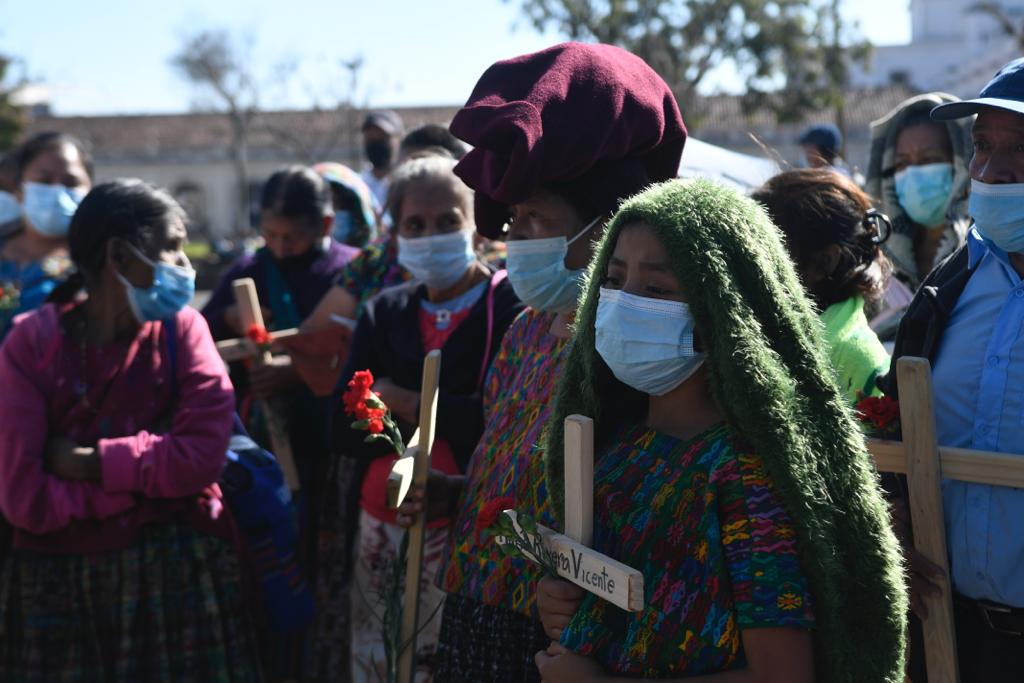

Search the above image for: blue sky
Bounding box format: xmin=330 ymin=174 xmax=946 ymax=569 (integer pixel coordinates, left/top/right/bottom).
xmin=0 ymin=0 xmax=910 ymax=115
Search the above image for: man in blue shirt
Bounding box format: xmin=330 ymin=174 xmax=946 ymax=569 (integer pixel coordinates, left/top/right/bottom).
xmin=896 ymin=58 xmax=1024 ymax=683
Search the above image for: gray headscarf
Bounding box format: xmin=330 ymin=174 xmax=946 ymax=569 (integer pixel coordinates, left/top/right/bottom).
xmin=864 ymin=92 xmax=974 ymax=291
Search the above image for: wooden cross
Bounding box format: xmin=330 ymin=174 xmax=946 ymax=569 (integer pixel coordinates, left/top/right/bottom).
xmin=218 ymin=278 xmax=299 ymax=492
xmin=498 ymin=415 xmax=644 ymax=611
xmin=868 ymin=357 xmax=966 ymax=683
xmin=388 ymin=350 xmax=441 ymax=683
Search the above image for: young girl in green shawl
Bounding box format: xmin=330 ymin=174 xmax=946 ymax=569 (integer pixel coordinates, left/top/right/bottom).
xmin=537 ymin=181 xmax=906 ymax=683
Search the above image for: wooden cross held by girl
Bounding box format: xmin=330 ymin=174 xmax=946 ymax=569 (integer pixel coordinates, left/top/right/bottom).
xmin=224 ymin=278 xmax=299 ymax=492
xmin=388 ymin=349 xmax=441 ymax=683
xmin=497 ymin=415 xmax=644 ymax=611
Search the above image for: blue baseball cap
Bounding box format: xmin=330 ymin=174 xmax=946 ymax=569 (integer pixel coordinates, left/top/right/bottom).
xmin=932 ymin=57 xmax=1024 ymax=121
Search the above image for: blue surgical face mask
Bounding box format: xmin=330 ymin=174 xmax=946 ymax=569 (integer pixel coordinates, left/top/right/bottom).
xmin=22 ymin=182 xmax=85 ymax=238
xmin=398 ymin=230 xmax=476 ymax=290
xmin=967 ymin=180 xmax=1024 ymax=253
xmin=895 ymin=163 xmax=953 ymax=227
xmin=117 ymin=248 xmax=196 ymax=323
xmin=0 ymin=189 xmax=22 ymax=225
xmin=505 ymin=216 xmax=602 ymax=313
xmin=596 ymin=288 xmax=705 ymax=396
xmin=331 ymin=215 xmax=352 ymax=244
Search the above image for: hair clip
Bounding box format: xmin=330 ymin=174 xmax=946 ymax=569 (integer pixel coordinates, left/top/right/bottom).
xmin=864 ymin=209 xmax=893 ymax=245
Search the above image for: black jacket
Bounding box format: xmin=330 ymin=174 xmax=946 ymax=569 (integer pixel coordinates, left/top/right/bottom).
xmin=331 ymin=272 xmax=523 ymax=471
xmin=878 ymin=245 xmax=974 ymax=397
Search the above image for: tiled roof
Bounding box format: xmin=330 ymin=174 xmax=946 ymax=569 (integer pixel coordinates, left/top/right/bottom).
xmin=25 ymin=106 xmax=458 ymax=163
xmin=19 ymin=85 xmax=915 ymax=163
xmin=696 ymin=85 xmax=918 ymax=144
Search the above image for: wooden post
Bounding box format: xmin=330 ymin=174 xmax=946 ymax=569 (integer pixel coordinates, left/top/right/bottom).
xmin=398 ymin=350 xmax=441 ymax=683
xmin=497 ymin=415 xmax=644 ymax=611
xmin=896 ymin=357 xmax=959 ymax=683
xmin=231 ymin=278 xmax=299 ymax=492
xmin=564 ymin=415 xmax=594 ymax=546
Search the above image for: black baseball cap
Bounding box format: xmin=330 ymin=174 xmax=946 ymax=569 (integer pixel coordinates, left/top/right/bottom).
xmin=932 ymin=57 xmax=1024 ymax=121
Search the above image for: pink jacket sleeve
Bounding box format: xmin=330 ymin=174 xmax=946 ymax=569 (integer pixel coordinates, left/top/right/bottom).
xmin=0 ymin=306 xmax=135 ymax=533
xmin=97 ymin=307 xmax=234 ymax=498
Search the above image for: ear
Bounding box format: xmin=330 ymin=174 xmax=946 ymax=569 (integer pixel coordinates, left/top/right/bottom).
xmin=804 ymin=245 xmax=842 ymax=285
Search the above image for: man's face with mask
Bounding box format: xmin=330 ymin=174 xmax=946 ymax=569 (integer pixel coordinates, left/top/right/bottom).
xmin=362 ymin=126 xmax=398 ymax=171
xmin=971 ymin=108 xmax=1024 ymax=184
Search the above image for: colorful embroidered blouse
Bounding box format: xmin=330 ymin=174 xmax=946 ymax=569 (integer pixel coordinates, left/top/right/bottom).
xmin=561 ymin=424 xmax=813 ymax=678
xmin=440 ymin=308 xmax=568 ymax=614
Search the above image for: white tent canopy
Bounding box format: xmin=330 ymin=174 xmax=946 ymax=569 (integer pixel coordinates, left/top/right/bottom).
xmin=679 ymin=137 xmax=779 ymax=195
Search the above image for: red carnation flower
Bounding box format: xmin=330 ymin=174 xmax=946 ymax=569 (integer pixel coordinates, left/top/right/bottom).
xmin=341 ymin=370 xmax=383 ymax=419
xmin=855 ymin=396 xmax=899 ymax=431
xmin=246 ymin=323 xmax=273 ymax=346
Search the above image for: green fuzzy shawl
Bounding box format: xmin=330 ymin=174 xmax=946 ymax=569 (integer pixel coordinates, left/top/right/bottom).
xmin=544 ymin=180 xmax=907 ymax=683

» **STATED GOAL**
Reproduce all of the lines above verbatim, omitting the pictures from your answer.

» **TASK RESPONSE**
Search the above image for: blue sky
Bounding box format: xmin=330 ymin=174 xmax=946 ymax=569 (integer pixel coordinates, left/top/right/bottom).
xmin=0 ymin=0 xmax=910 ymax=115
Search the above image for: man in blue shirt
Bounding box format: xmin=330 ymin=174 xmax=946 ymax=569 (integer pixel coordinates, left/top/right/bottom).
xmin=896 ymin=58 xmax=1024 ymax=683
Search the above image for: gray headscarf
Bounding box format: xmin=330 ymin=174 xmax=946 ymax=569 (integer pixel coordinates, left/top/right/bottom).
xmin=864 ymin=92 xmax=974 ymax=291
Search the above image for: wooden cross
Bounding box format: xmin=330 ymin=174 xmax=946 ymax=569 (integer pixel coordinates, left/top/right/bottom).
xmin=218 ymin=278 xmax=299 ymax=492
xmin=498 ymin=415 xmax=644 ymax=611
xmin=868 ymin=357 xmax=966 ymax=683
xmin=388 ymin=350 xmax=441 ymax=683
Search the above image for: young girl in green shawl
Bounding box format: xmin=330 ymin=174 xmax=946 ymax=569 (integer pixel coordinates, left/top/right/bottom).
xmin=537 ymin=181 xmax=906 ymax=683
Search the above image for: wooden cross held by girl
Bounding box format: xmin=330 ymin=174 xmax=946 ymax=569 (integer pixel coordinates, left/top/right/bottom).
xmin=224 ymin=278 xmax=299 ymax=492
xmin=388 ymin=349 xmax=441 ymax=683
xmin=497 ymin=415 xmax=644 ymax=611
Search the above image for: blue baseball cap
Bounding box format: xmin=330 ymin=174 xmax=946 ymax=569 (integer pixel coordinates, left/top/right/bottom).
xmin=932 ymin=57 xmax=1024 ymax=121
Search the above image for: blue surgical face mask
Bounding box format: xmin=330 ymin=174 xmax=946 ymax=569 (integer pixel coordinates, left/top/right/bottom).
xmin=22 ymin=182 xmax=85 ymax=238
xmin=398 ymin=230 xmax=476 ymax=290
xmin=967 ymin=180 xmax=1024 ymax=253
xmin=895 ymin=163 xmax=953 ymax=227
xmin=117 ymin=248 xmax=196 ymax=323
xmin=0 ymin=189 xmax=22 ymax=225
xmin=505 ymin=216 xmax=602 ymax=313
xmin=596 ymin=288 xmax=705 ymax=396
xmin=331 ymin=215 xmax=352 ymax=244
Search the above image for: hair clip
Bounding box format: xmin=330 ymin=174 xmax=946 ymax=569 (integer pixel coordinates, left/top/right/bottom).
xmin=864 ymin=209 xmax=893 ymax=245
Search the above image for: black jacket
Bounding box format: xmin=330 ymin=174 xmax=946 ymax=569 (integer pixel coordinates, left/top/right/bottom).
xmin=331 ymin=272 xmax=523 ymax=471
xmin=878 ymin=245 xmax=974 ymax=397
Search the above image for: tiled roof
Bounding box format: xmin=330 ymin=174 xmax=946 ymax=569 (integer pixel coordinates, left/top/right/bottom).
xmin=25 ymin=106 xmax=458 ymax=163
xmin=19 ymin=85 xmax=915 ymax=163
xmin=696 ymin=85 xmax=918 ymax=144
Search the above image for: wooden post
Bounding box format: xmin=330 ymin=174 xmax=946 ymax=569 (integer pixel coordinates, left/top/right/bottom).
xmin=398 ymin=350 xmax=441 ymax=683
xmin=497 ymin=415 xmax=644 ymax=611
xmin=896 ymin=357 xmax=959 ymax=683
xmin=231 ymin=278 xmax=299 ymax=492
xmin=564 ymin=415 xmax=594 ymax=546
Search the above image for: black baseball cap
Bounding box format: xmin=330 ymin=174 xmax=946 ymax=569 (integer pixel coordinates, left/top/right/bottom).
xmin=932 ymin=57 xmax=1024 ymax=121
Search the above image for: pink jacket sleeve
Bounding box format: xmin=330 ymin=174 xmax=946 ymax=569 (integer pixel coordinates, left/top/right/bottom).
xmin=0 ymin=306 xmax=135 ymax=533
xmin=97 ymin=307 xmax=234 ymax=498
Search the above image for: ear
Bounding box format: xmin=330 ymin=174 xmax=946 ymax=569 (integer pixel coordinates, left/top/right/bottom).
xmin=804 ymin=245 xmax=842 ymax=285
Search the above image for: man's face with mask
Bounding box format: xmin=330 ymin=174 xmax=946 ymax=569 (integer pixel coordinates, left/top/right/bottom).
xmin=362 ymin=126 xmax=398 ymax=171
xmin=971 ymin=108 xmax=1024 ymax=184
Search the above image for: colorful embroidered blouse
Bounding box format: xmin=330 ymin=174 xmax=946 ymax=569 (integer pixel coordinates, left/top/right/bottom).
xmin=561 ymin=424 xmax=813 ymax=678
xmin=440 ymin=308 xmax=568 ymax=614
Search the above image for: white tent canopy
Bounding box format: xmin=330 ymin=174 xmax=946 ymax=569 (integer pixel coordinates, left/top/right/bottom).
xmin=679 ymin=137 xmax=779 ymax=195
Search the above image for: red carnation flower
Bounding box format: xmin=330 ymin=174 xmax=946 ymax=569 (integer pixel coordinates, left/top/right/bottom).
xmin=341 ymin=370 xmax=383 ymax=419
xmin=855 ymin=396 xmax=899 ymax=431
xmin=246 ymin=323 xmax=273 ymax=346
Search the above image for: green fuzzy shawl
Bounding box format: xmin=330 ymin=174 xmax=946 ymax=569 (integer pixel coordinates, left/top/right/bottom).
xmin=544 ymin=180 xmax=907 ymax=683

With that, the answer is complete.